The Recovery Act reoriented America to the future and refocused our efforts on our strengths. Our strength has always been our ability to innovate. Our weakness is our addiction to oil.

The tax credits and $90 billion clean energy investment in the Recovery Act has been a launching pad for job growth. This week, my Select Committee on Energy Independence and Global Warming heard from businesses that are on the front lines of the economic turnaround.

In a recent blog post, former Federal Communications Commission Chairman Reed Hundt and I argued that America must follow the blueprint of the 1990′s telecommunications revolution. Our goal must not simply be to create jobs, but to launch entire new industries in efficiency, wind, solar, advanced batteries, and other critical growth sectors. Here are just a few examples of how the clean energy provisions in the Recovery Act are meeting this challenge head-on:

In WEATHERIZATION
The State of Ohio, whose
Director of Department of Development testified today, has already weatherized more than 8,100 homes since last July and is ahead of schedule in reaching their goal of 32,000 homes. This has allowed 1,500 workers to keep their jobs while creating an additional 1,000 new jobs in Ohio. Best of all, the low income households receiving the efficiency work will save $350 a year on their energy bills — that translates into a $1.67 return for every dollar invested in weatherization.

In SOLAR
Suniva, a solar company in Georgia, is using an advanced, home-grown solar technology to leapfrog the competition and sell into the global market. They are exporting 90 percent of their solar panels and are sold out through mid-2011. In the process, they have been able to leverage Recovery Act support to grow the company from 2 employees in 2007 to 150 today. A quarter of this workforce is returned veterans and highly skilled autoworkers who had been laid off when the local plants closed.

A decade ago, we had a grand total of 470 megawatts of solar electricity installed in the United States. With the Recovery Act, we installed 480 megawatts of solar in 2009 alone. In 2010, the solar industry is likely to bring online the capacity equivalent of a new nuclear power plant. Solar energy programs in the Recovery Act supported more than 10,000 new jobs in 2009, and it is likely to support another 30,000 in 2010.

⁂

_Task goal_.
Repeat the passage on the Recovery Act word for word, starting at "The tax credits" and ending at "the economic turnaround.".

_Extracted records_.
⁂

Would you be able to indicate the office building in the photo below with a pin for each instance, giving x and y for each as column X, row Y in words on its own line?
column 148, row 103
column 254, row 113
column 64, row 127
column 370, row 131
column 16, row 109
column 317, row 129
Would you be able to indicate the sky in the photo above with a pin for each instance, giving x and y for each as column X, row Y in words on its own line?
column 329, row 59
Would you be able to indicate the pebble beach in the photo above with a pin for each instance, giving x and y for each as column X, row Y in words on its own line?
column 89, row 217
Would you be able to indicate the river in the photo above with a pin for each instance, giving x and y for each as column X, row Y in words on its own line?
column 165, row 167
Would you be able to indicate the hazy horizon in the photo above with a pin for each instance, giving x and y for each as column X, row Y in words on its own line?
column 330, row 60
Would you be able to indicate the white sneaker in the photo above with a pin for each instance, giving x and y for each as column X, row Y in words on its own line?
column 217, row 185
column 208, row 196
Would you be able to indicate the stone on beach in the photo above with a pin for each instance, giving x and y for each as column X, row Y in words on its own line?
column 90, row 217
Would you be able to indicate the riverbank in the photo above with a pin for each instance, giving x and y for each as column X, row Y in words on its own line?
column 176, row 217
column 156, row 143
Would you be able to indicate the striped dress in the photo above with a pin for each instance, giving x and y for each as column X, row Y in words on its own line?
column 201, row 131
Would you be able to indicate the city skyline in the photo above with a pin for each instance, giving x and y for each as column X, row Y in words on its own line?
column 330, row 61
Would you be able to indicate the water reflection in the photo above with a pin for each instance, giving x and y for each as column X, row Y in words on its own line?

⁂

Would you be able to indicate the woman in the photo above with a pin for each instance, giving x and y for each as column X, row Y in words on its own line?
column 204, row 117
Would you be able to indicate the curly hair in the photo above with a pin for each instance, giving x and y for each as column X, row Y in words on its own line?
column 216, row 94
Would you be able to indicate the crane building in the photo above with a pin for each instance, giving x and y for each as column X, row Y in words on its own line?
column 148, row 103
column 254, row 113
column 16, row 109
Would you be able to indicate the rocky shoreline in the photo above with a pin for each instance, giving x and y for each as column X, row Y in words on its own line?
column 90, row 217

⁂

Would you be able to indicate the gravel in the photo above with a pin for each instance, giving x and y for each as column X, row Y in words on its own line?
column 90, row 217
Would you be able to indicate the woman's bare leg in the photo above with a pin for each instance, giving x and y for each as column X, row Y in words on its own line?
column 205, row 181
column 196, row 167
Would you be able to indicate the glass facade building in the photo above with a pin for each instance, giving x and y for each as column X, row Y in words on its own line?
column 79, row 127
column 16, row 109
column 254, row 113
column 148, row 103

⁂

_Written answer_.
The tax credits and $90 billion clean energy investment in the Recovery Act has been a launching pad for job growth. This week, my Select Committee on Energy Independence and Global Warming heard from businesses that are on the front lines of the economic turnaround.